# WHAT TO WORK ON:
Look through the listing underneath for "moose", and copy every line that has it.

⟨

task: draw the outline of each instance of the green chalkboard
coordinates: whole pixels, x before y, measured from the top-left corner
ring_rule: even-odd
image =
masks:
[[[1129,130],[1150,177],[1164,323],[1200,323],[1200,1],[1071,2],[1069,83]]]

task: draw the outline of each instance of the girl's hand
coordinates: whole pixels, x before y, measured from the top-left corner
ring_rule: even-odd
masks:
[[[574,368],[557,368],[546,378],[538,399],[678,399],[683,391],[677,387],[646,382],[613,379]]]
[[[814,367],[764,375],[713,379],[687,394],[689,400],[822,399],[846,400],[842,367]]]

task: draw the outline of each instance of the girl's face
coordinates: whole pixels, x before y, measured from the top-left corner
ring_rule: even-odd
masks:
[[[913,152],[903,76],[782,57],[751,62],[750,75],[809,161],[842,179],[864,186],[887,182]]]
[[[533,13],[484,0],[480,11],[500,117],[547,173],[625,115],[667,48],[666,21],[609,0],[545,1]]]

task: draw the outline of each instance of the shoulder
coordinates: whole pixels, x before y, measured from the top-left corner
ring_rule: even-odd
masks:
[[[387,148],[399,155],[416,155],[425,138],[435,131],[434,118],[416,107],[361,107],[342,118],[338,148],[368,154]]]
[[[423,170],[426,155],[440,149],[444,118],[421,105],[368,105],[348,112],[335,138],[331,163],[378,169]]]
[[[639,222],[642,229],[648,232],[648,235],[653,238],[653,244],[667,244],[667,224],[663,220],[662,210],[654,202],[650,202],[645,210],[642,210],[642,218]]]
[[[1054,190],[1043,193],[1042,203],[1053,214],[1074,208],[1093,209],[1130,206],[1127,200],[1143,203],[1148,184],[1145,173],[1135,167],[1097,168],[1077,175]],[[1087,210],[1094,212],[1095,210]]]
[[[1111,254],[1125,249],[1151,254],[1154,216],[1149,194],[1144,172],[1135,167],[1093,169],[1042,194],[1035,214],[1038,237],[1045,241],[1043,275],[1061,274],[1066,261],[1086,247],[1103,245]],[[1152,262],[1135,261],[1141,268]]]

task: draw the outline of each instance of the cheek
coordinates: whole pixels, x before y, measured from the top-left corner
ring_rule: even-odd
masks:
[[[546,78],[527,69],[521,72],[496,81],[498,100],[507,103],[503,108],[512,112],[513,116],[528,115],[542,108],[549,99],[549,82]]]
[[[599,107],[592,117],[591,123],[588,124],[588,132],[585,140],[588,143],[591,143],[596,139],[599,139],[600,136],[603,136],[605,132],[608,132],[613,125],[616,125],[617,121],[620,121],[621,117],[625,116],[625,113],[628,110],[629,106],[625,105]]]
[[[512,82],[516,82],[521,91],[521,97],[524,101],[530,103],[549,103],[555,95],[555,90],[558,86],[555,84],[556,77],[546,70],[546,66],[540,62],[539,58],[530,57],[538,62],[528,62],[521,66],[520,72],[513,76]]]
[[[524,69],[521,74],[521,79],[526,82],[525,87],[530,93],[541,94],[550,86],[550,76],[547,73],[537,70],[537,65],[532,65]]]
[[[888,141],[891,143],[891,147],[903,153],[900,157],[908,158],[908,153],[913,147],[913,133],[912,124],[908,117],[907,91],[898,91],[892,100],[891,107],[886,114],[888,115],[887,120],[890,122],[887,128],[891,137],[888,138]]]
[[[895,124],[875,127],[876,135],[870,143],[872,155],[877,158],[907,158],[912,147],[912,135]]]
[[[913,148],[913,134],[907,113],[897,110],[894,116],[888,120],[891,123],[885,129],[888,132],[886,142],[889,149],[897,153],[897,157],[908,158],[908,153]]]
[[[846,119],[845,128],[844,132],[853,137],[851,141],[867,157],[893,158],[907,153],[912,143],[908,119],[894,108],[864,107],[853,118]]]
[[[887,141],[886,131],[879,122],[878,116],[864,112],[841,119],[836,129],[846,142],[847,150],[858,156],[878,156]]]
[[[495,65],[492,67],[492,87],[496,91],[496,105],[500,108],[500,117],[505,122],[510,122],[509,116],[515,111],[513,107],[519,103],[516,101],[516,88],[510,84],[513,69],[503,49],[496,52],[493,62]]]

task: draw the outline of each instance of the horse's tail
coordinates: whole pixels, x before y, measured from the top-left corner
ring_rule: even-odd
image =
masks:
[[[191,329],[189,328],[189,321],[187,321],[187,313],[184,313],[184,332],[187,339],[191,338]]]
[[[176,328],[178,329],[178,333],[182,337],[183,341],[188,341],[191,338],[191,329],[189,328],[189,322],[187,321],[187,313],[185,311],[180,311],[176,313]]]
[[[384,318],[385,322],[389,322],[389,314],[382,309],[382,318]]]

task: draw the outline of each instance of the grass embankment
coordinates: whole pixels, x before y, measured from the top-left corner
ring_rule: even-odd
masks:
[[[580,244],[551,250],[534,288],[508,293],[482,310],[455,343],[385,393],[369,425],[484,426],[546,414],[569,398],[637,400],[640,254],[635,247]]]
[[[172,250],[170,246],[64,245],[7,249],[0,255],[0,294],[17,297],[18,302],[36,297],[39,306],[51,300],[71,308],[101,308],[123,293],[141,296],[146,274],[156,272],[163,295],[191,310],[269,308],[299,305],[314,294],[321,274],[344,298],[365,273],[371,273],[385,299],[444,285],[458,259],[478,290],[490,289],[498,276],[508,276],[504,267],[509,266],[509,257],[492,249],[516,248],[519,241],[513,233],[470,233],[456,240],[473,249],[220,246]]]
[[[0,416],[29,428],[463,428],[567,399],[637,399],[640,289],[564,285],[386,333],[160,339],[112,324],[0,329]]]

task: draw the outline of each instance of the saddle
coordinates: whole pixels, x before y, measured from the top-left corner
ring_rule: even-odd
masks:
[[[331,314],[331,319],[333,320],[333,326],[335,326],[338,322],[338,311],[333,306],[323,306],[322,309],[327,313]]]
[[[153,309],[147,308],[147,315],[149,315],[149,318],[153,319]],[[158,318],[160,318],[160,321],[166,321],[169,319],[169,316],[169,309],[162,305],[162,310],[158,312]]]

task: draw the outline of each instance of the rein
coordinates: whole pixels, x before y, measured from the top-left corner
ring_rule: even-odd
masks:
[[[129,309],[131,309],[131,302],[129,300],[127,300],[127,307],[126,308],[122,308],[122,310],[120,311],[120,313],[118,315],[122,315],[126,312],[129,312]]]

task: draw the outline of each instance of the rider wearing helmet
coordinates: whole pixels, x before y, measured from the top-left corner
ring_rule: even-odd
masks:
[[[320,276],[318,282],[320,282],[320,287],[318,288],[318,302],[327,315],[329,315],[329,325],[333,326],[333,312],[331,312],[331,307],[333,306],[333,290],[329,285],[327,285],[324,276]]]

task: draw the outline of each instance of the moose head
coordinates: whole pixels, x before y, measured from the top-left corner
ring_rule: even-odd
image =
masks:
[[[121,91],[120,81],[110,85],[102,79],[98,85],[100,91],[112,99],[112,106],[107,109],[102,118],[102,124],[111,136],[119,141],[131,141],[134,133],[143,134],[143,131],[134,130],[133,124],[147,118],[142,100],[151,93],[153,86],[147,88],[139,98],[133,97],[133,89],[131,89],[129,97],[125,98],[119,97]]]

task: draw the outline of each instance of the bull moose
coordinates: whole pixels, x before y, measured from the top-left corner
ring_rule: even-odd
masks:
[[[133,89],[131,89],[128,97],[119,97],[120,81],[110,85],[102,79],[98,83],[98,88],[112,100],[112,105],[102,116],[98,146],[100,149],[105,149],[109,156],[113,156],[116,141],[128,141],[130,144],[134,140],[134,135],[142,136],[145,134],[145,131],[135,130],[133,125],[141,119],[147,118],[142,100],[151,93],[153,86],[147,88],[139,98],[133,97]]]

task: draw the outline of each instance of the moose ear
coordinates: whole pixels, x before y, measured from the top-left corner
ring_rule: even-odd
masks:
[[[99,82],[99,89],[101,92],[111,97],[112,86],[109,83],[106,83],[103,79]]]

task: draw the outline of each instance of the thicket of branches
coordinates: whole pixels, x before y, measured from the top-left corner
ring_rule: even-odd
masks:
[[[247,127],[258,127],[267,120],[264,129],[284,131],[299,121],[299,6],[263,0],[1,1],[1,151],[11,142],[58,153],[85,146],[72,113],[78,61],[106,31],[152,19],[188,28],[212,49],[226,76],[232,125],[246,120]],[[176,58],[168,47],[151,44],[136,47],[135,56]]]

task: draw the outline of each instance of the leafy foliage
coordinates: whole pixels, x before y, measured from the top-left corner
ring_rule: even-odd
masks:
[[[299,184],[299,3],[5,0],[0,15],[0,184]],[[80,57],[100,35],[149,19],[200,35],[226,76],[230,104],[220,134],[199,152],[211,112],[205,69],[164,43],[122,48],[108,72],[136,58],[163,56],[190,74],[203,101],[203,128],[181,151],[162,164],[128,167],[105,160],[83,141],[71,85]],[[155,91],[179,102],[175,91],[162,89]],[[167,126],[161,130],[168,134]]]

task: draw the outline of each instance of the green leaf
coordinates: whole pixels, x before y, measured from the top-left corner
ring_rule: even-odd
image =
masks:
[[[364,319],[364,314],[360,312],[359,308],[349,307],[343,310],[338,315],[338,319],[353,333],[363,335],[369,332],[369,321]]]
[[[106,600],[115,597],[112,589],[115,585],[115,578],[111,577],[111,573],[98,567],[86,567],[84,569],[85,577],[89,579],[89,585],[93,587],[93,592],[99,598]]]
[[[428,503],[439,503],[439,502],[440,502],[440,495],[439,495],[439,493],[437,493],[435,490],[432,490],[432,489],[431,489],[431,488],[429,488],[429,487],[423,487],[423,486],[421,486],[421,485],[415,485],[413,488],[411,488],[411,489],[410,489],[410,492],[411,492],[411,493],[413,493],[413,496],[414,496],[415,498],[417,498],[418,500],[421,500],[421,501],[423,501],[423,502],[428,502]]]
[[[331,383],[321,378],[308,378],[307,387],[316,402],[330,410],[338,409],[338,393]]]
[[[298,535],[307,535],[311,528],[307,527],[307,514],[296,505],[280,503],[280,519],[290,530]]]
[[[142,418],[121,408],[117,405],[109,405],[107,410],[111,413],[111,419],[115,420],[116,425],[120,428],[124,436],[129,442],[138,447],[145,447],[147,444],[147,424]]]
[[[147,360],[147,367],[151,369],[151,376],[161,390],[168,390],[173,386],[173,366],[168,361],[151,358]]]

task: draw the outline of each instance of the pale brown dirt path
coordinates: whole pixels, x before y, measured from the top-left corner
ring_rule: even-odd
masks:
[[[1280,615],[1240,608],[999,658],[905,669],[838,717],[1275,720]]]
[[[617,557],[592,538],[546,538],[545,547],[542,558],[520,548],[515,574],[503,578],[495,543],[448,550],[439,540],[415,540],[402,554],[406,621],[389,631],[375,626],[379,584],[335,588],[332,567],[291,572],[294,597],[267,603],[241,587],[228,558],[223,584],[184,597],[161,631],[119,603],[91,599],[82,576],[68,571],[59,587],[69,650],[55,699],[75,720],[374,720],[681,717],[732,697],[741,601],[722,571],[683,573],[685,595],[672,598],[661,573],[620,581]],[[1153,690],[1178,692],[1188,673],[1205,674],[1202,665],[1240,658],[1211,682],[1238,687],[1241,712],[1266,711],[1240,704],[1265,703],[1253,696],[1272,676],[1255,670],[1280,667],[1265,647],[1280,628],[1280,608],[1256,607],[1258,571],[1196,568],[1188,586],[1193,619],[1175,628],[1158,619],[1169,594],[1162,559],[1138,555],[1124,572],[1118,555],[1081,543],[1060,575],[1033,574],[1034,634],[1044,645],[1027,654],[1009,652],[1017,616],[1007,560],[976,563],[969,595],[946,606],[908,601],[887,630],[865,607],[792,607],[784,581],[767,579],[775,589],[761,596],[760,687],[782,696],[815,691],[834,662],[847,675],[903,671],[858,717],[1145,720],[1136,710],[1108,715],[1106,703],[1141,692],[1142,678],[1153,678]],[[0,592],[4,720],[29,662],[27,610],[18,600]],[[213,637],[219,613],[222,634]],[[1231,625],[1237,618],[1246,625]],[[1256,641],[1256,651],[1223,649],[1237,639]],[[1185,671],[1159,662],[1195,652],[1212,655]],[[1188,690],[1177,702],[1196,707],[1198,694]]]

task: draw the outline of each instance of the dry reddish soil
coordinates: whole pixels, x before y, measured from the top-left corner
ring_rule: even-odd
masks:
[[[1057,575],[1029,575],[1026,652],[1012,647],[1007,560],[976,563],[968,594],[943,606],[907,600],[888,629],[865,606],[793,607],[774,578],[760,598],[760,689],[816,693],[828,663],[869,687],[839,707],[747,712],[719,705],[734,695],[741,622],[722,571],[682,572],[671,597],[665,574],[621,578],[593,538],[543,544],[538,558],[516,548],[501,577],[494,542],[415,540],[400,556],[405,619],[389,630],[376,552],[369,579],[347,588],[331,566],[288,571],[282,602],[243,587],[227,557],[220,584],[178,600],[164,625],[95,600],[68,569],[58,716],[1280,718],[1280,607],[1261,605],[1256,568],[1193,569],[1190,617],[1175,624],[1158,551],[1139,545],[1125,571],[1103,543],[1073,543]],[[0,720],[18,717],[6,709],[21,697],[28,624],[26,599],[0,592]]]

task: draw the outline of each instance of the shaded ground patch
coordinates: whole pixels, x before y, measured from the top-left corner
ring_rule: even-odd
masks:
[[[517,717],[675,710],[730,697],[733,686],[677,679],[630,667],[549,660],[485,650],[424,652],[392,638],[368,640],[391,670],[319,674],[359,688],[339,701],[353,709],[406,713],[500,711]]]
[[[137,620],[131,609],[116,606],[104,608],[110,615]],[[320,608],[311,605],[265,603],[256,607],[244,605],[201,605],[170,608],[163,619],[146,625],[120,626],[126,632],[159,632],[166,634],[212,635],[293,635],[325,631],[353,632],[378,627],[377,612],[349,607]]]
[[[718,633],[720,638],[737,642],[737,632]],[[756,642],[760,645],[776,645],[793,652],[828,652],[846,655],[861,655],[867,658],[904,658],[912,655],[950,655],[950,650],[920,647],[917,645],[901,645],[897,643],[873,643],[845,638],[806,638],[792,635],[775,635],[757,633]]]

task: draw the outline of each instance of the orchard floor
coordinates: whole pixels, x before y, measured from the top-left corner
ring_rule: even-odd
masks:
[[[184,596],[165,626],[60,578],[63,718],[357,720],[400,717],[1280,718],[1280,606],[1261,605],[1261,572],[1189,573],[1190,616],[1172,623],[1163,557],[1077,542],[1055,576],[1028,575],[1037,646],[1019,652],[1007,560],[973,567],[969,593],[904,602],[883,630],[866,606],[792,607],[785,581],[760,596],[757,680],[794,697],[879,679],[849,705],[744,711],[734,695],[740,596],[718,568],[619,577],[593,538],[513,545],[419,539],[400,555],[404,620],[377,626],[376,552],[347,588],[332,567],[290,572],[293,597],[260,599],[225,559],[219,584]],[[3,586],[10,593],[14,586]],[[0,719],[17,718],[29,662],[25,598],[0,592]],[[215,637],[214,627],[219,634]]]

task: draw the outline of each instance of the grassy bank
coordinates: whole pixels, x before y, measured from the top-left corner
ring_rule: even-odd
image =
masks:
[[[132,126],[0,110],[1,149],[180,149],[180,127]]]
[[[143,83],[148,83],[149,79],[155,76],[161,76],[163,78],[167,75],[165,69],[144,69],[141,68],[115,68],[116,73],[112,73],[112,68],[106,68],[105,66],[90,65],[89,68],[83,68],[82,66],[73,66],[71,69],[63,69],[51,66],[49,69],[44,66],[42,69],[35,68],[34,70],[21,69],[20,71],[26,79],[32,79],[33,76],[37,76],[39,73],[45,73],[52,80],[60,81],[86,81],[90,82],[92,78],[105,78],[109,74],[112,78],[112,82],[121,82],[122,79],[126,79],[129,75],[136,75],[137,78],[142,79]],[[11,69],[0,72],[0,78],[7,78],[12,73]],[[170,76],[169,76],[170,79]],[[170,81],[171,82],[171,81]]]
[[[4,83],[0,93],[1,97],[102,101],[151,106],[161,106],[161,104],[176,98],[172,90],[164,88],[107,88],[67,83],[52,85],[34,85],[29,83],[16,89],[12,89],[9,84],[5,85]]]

⟩

# ANSWER TO THIS PROBLEM:
task: draw the outline of each instance of the moose head
task: draw the outline of each instance of the bull moose
task: draw the outline of each instance of the moose ear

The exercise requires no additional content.